▼

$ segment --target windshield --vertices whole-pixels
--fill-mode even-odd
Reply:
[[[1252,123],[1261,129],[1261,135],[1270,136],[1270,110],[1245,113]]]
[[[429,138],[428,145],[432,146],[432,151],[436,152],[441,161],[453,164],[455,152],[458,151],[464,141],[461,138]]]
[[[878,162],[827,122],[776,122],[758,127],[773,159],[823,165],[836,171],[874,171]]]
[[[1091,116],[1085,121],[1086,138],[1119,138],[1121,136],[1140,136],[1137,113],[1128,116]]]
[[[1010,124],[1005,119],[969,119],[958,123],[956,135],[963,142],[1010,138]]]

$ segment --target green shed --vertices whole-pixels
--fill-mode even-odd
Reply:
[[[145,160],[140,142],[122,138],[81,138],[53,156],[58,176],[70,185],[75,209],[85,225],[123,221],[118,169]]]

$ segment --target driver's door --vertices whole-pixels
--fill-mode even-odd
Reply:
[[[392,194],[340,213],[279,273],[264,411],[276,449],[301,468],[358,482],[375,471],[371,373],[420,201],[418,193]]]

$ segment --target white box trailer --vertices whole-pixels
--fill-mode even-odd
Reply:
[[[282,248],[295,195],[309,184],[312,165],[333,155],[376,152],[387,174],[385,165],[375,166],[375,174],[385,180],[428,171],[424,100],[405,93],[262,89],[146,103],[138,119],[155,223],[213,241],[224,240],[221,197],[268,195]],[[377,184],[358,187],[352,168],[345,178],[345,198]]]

▲

[Exercise task] In the lines running from the one containing "trailer --vertices whole-pixels" through the end of the records, change "even-odd" to "nonzero" and leave everything else as it is. Reproduce only those lines.

[Task answer]
$ segment --target white box trailer --vertices whole-pixels
--fill-mode nonzero
Reply:
[[[282,248],[295,195],[309,184],[312,165],[333,155],[376,152],[387,174],[385,165],[375,166],[375,174],[385,180],[428,171],[424,100],[405,93],[262,89],[146,103],[138,119],[155,223],[213,241],[224,240],[221,197],[268,195]],[[377,184],[358,187],[352,168],[345,178],[345,198]]]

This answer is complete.